■ **Objective**
Could you convert the items below into a Markdown table with the columns "Row" and "Line," one row per line with blank lines skipped and the pictures left out?

■ **Material provided**
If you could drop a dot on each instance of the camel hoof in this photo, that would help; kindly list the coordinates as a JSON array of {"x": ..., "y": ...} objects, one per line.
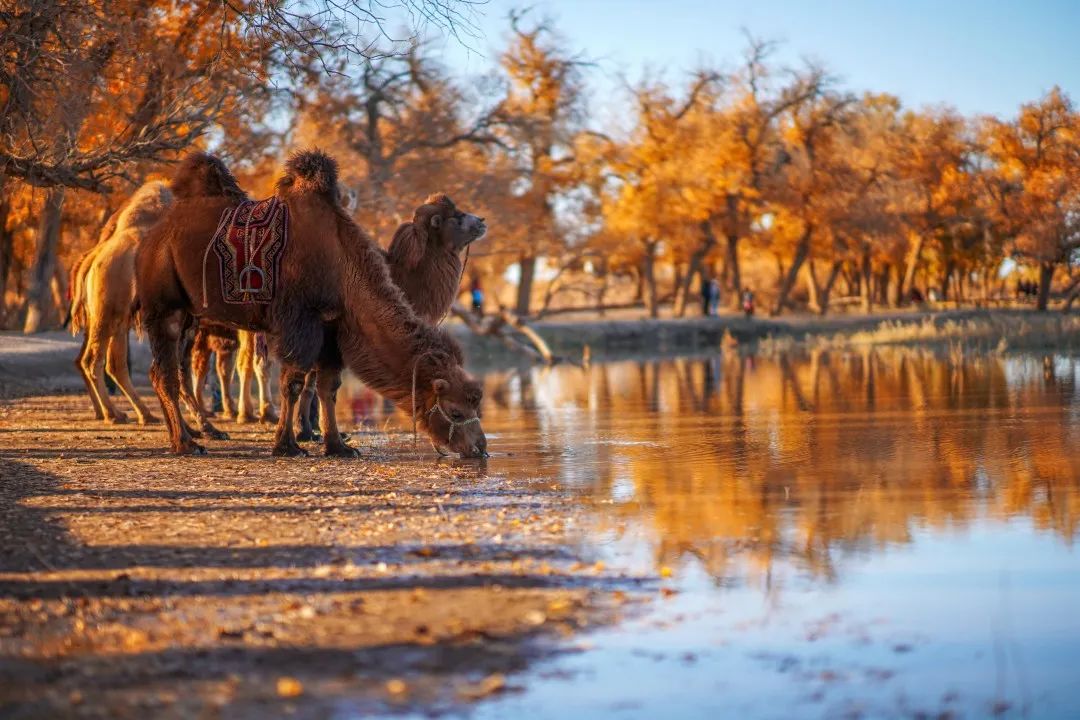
[
  {"x": 215, "y": 434},
  {"x": 288, "y": 451},
  {"x": 191, "y": 449},
  {"x": 341, "y": 451}
]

■ **The solution**
| Row | Line |
|---|---|
| 1 | If you could drop a dot on each instance of the camel hoof in this photo, that would help; kindly list the coordinates as a JSON array of {"x": ..., "y": ...} objects, one per line. |
| 2 | [ |
| 3 |   {"x": 215, "y": 434}, |
| 4 |   {"x": 288, "y": 451}, |
| 5 |   {"x": 191, "y": 449}, |
| 6 |   {"x": 341, "y": 451} |
| 7 | ] |